AIM OF THE TASK: Copy the lines of the data below word for word, from the line containing "target: girl's blonde hair" up to and including the line containing "task: trace the outline of every instance of the girl's".

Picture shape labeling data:
--*--
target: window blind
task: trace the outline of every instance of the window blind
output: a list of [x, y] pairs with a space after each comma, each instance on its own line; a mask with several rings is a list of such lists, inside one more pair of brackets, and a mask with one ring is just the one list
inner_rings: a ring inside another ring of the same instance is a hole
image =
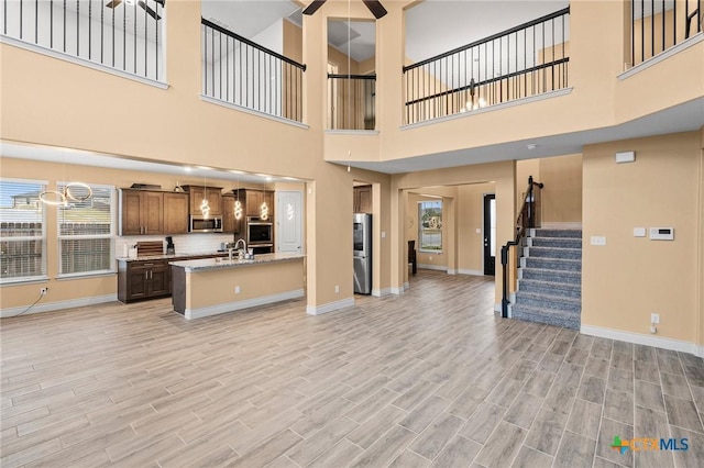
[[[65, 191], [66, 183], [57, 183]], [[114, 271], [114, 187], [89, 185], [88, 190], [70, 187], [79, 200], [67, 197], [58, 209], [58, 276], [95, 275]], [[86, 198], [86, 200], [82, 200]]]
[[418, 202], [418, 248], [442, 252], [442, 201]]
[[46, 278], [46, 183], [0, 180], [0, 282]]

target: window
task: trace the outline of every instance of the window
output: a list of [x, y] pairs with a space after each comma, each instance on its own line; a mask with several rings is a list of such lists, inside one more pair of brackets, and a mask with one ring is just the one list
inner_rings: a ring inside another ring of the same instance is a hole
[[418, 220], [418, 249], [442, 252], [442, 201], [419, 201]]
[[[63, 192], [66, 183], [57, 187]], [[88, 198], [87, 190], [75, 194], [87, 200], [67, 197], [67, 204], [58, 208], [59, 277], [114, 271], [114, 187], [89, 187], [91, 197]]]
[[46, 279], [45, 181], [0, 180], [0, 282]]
--*--
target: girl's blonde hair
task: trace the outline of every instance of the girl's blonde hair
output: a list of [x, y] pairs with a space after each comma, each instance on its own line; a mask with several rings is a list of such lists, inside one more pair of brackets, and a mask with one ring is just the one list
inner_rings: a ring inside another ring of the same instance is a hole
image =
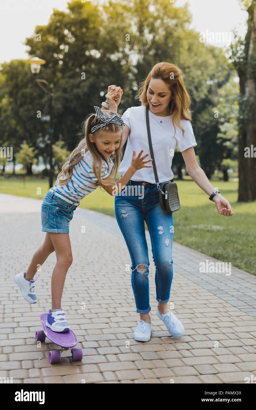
--*--
WRITTEN SOLUTION:
target: girl's blonde hair
task: trace the outline of every instance of the girl's blonde hair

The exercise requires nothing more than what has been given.